The exercise. Show every line in the entries below that contains the string "shrub", treating uppercase and lowercase as different.

──────── Extracted records ────────

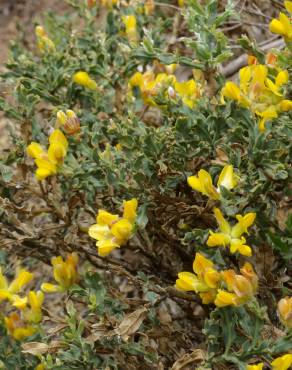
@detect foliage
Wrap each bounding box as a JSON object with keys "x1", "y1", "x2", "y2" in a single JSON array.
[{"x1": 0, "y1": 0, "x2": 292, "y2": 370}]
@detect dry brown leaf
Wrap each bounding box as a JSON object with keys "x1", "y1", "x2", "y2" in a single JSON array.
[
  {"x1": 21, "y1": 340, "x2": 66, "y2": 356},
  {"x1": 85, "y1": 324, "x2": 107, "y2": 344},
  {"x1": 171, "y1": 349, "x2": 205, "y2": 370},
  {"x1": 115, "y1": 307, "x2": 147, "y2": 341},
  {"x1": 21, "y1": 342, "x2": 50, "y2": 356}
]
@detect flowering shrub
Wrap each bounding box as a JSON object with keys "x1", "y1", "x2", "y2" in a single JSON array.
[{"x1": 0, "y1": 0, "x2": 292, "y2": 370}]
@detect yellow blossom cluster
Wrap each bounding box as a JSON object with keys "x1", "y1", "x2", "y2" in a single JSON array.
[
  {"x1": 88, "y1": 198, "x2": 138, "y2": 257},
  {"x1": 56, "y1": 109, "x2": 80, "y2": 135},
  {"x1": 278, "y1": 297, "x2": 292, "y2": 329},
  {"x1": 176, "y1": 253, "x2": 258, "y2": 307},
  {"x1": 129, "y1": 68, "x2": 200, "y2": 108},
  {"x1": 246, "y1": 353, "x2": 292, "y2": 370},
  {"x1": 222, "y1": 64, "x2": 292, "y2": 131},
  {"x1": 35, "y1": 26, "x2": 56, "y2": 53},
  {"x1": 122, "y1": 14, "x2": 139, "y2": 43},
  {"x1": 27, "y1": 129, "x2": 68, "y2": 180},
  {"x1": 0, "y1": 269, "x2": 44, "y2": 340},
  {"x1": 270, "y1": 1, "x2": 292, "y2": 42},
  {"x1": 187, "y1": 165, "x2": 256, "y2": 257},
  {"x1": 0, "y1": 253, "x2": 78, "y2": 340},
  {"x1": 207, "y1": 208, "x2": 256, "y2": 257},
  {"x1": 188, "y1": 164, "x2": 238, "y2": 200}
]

────────
──────── Extracted records ────────

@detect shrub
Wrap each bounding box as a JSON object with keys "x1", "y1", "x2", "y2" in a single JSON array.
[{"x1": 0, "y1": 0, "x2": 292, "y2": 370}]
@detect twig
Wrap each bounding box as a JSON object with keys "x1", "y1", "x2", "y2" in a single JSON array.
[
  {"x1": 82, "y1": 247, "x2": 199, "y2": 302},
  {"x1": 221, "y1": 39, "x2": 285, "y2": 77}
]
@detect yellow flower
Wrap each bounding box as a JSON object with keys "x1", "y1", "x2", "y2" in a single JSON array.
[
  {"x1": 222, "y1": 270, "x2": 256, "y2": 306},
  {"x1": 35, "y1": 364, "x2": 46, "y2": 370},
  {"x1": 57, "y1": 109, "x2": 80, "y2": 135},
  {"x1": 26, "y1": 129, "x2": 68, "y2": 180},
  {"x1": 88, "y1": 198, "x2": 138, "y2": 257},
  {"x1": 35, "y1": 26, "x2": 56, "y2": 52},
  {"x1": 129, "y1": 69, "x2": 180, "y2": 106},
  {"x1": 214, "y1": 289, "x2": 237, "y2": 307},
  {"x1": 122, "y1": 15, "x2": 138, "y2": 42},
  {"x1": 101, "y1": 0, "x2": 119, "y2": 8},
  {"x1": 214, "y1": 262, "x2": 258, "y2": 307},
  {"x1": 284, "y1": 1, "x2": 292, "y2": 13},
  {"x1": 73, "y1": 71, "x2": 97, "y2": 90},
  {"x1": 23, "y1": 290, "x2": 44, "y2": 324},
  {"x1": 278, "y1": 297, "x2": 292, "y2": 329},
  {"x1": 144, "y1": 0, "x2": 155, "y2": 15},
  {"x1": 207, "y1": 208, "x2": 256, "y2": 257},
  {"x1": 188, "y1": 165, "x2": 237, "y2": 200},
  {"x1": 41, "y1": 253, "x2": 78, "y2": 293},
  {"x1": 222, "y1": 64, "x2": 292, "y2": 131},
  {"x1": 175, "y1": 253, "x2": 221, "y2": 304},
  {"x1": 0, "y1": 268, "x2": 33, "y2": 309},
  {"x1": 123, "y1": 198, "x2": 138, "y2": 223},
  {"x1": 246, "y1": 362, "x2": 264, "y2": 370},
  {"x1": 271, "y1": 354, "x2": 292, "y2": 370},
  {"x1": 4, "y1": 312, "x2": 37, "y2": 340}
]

────────

Result of the exercise.
@detect flowering shrub
@detect shrub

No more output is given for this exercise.